__REQUIRED TASK 1__. According to the R/S analysis passage below, what confidence level is set by default for the Hurst exponent confidence intervals?

__PROVIDED PASSAGE__.

___

Standard R/S analysis is based on the following algorithm (see Caporale and Plastun 2024 for additional details):

1.

A time series of length M is transformed into one of length N = M − 1 using logs and converting prices into returns:

$$N_i=\log \left(\frac{Y_{t+1}}{Y_t}\right),t=1,2,3,\dots (M-1).$$

(2)

2.

This period is divided into contiguous A sub-periods with length n, such that A_n = N, then each sub-period is identified as I_a, given the fact that a = 1, 2, 3 …, A. Each element I_a is represented as N_k with k = 1, 2, 3 …, N. For each I_a with length n the average $e_a$ is defined as:

$$e_a=\frac{1}{n}{\sum }_{k=1}^n{N}_{k,a},k=1,2,3,\dots N,a=1,2,3\dots ,A.$$

(3)

3.

Accumulated deviations X_k,a from the average $e_a$ for each sub-period, I_a is defined as:

$$X_{k,a}={\sum }_{i=1}^k(N_{i,a}-e_a).$$

(4)

The range is defined as the maximum index X_k,a minus the minimum X_k,a, within each sub-period (I_a):

$$R_{Ia}=\mathit{max}(X_{k,a})-\mathit{min}(X_{k,a}),1\le k\le n.$$

(5)

4.

The standard deviation $S_{Ia}$ is calculated for each sub-period I_a:

$$S_{Ia}={\left(\left(\frac{1}{n}\right){\sum }_{k=1}^n(N_{k,a}-e_a{)}^2\right)}^{0.5}.$$

(6)

5.

Each range R_Ia is normalized by dividing by the corresponding S_Ia. Therefore, the re-normalized scale during each sub-period I_a is R_Ia/S_Ia. In step 2 above, adjacent sub-periods of length n are obtained. Thus, the average R/S for length n is defined as:

$$(R/S{)}_n=(1/A){\sum }_{i=1}^A\left(R_{Ia}/S_{Ia}\right).$$

(7)

6.

The length n is increased to the next higher level, (M − 1)/n, and must be an integer number. In this case, n-indices that include the start and end points of the time series are used, and Steps 1–6 are repeated until n = (M − 1)/2.

7.

The least square method is used to estimate the equation log (R/S) = log (c) + H*log (n). The slope of the regression line is an estimate of the Hurst exponent H. (Hurst 1951).

The Hurst exponent lies in the interval [0, 1]. On the basis of the H values three categories can be identified: the series are anti-persistent, and returns are negatively correlated (0 ≤ H < 0.5); the series are random, returns are uncorrelated, and there is no memory in the series (H = 0.5); the series are persistent, returns are highly correlated, and there is memory in price dynamics (0.5 < H ≤ 1).

However, the Hurst exponent often hovers around 0.5, complicating the interpretation of results. Additionally, the question of the statistical significance of the obtained results remains open, i.e., whether the Hurst exponent value obtained can be considered reliable.

To address these shortcomings of standard R/S analysis, we propose evaluating the statistical significance of the estimated Hurst exponent. This involves calculating p-values for the Hurst exponent using procedures within the framework of regression analysis. Additionally, confidence intervals are estimated to gain insight into the behavior of the Hurst exponent within its typical range of fluctuations with a certain level of confidence (default set at 95%).

___

(Entries from a point annotation set)
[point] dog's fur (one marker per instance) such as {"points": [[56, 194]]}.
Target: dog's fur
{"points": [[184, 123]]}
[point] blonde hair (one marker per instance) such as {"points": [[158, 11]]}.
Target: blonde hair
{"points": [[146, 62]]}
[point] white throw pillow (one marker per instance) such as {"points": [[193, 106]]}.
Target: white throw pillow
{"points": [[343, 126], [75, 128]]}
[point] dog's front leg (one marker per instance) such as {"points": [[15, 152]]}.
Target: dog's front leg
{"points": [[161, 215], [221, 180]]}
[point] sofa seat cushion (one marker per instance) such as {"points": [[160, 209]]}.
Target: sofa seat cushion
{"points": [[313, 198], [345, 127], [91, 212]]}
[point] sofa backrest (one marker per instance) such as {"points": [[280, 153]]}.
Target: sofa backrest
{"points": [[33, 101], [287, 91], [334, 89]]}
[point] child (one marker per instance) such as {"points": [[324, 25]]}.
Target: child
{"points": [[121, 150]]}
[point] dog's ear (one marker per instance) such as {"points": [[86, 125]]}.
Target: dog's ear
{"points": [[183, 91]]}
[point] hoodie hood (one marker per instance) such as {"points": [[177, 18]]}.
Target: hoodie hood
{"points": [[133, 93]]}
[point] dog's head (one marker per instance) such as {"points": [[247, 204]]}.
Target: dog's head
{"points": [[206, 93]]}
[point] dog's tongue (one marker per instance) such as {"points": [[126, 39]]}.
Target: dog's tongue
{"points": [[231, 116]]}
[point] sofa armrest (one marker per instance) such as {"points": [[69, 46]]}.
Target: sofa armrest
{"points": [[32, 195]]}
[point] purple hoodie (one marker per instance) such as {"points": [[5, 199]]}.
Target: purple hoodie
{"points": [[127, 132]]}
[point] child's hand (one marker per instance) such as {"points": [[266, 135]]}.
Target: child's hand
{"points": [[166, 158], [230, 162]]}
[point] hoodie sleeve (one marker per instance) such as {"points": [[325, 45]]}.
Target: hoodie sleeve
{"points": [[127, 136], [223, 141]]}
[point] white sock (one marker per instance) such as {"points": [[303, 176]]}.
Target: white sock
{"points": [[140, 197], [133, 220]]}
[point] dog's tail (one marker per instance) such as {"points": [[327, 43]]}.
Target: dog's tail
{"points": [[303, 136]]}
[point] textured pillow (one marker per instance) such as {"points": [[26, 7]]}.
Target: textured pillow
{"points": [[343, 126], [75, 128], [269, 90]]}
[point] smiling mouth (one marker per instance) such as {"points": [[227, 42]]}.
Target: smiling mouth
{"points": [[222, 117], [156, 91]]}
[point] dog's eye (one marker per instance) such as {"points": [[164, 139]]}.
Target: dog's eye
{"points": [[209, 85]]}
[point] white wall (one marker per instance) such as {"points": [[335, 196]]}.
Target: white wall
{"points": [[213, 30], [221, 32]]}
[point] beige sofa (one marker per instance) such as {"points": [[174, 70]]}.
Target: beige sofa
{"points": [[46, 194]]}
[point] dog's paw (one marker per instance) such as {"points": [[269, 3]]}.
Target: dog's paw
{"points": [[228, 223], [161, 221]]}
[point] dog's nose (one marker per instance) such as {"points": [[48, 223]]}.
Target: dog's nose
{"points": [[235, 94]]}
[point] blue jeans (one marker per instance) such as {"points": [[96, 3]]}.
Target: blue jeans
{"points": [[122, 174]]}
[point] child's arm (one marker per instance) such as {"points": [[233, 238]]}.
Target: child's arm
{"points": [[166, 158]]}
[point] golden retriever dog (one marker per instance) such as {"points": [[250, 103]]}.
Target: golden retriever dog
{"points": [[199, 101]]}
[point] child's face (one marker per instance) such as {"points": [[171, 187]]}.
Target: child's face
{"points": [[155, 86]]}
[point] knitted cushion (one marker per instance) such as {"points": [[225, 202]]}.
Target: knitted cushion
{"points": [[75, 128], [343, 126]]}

___

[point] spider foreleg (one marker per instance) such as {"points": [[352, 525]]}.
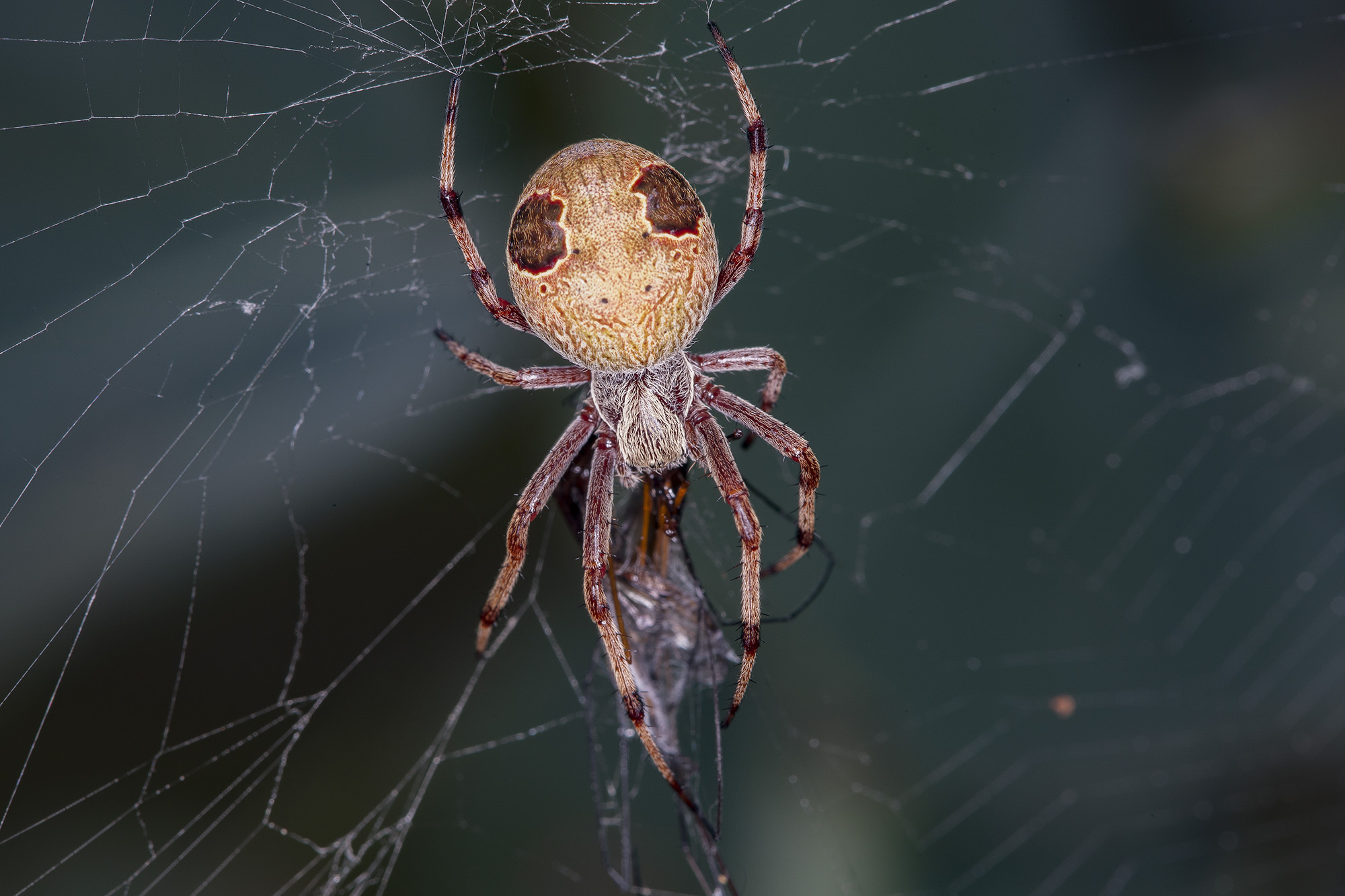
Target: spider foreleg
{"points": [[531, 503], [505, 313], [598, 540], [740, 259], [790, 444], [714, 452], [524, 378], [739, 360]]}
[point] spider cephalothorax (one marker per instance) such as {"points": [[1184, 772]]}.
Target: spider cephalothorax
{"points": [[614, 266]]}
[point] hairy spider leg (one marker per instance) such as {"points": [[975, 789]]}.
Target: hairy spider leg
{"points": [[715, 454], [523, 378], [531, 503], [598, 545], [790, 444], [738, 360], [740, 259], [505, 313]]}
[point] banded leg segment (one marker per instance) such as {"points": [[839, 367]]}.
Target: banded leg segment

___

__REQUIRED TASK 2__. Copy the stretch of the rows above from the line containing "[point] banded leg" through the line containing "Target: banded leg segment", with both of those lines included and nothing else.

__RESPONSE 1__. 95%

__RESPONSE 2__.
[point] banded leg segment (one marker per instance) such as {"points": [[839, 367]]}.
Target: banded leg segment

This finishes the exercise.